Objectif de l'exercice >>
Indiquez si chaque affirmation ci-après concorde avec la décision du Conseil d'État reproduite plus bas, en répondant par oui ou par non et en citant tels quels les mots qui tranchent. 1. La requête a été enregistrée en juillet 2023. 2. La circulaire attaquée a été prise par le ministre de l'intérieur. 3. La lecture de la décision a eu lieu un mercredi.

─── Texte de lecture

Conseil d'État
N° 475767
ECLI:FR:CECHR:2024:475767.20240724
Mentionné aux tables du recueil Lebon
4ème - 1ère chambres réunies
M. Jacques-Henri Stahl, président
Mme Camille Belloc, rapporteure
M. Jean-François de Montgolfier, rapporteur public
Lecture du mercredi 24 juillet 2024
Vu la procédure suivante :
Par une requête et un mémoire en réplique, enregistrés les 8 juillet et 13 novembre 2023 au secrétariat du contentieux du Conseil d'Etat, M. B... A... demande au Conseil d'Etat d'annuler pour excès de pouvoir la circulaire du 22 août 2022 de la ministre de l'enseignement supérieur et de la recherche en tant qu'elle prévoit que les enseignants-chercheurs ont l'obligation d'informer l'autorité compétente des activités qu'ils exercent au titre de l'article L. 123-3 du code général de la fonction publique, ainsi que la décision implicite née du silence gardé par la ministre de l'enseignement supérieur et de la recherche sur sa demande tendant à l'abrogation, ou à défaut au retrait, de la circulaire dans la même mesure.

──────
─── Lignes de données

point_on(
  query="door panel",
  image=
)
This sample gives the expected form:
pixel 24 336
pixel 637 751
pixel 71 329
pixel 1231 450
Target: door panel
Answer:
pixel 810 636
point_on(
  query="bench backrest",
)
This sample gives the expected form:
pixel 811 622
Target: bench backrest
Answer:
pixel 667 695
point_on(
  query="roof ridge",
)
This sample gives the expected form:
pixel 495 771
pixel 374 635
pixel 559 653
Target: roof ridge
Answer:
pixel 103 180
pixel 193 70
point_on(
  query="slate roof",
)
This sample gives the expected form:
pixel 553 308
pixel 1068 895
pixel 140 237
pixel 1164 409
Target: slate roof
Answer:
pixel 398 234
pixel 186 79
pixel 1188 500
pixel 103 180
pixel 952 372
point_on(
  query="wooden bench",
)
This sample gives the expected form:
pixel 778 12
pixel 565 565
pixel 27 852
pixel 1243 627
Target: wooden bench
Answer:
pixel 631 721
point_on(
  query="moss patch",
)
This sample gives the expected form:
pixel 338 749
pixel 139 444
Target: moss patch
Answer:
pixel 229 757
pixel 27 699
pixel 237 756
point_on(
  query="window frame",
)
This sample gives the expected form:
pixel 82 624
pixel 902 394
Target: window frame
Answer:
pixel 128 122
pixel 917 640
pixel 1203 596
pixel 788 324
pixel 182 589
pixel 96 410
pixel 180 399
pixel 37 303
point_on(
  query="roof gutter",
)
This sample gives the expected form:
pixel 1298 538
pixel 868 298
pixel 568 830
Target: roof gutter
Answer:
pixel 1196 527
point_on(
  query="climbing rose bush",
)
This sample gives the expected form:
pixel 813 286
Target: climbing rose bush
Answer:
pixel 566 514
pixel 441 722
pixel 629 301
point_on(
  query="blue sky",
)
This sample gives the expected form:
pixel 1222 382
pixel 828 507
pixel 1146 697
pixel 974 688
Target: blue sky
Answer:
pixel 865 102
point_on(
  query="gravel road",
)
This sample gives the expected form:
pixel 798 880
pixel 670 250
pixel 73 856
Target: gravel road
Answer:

──────

Résultat attendu >>
1. Oui : « enregistrés les 8 juillet et 13 novembre 2023 »
2. Non : « la circulaire du 22 août 2022 de la ministre de l'enseignement supérieur et de la recherche »
3. Oui : « Lecture du mercredi 24 juillet 2024 »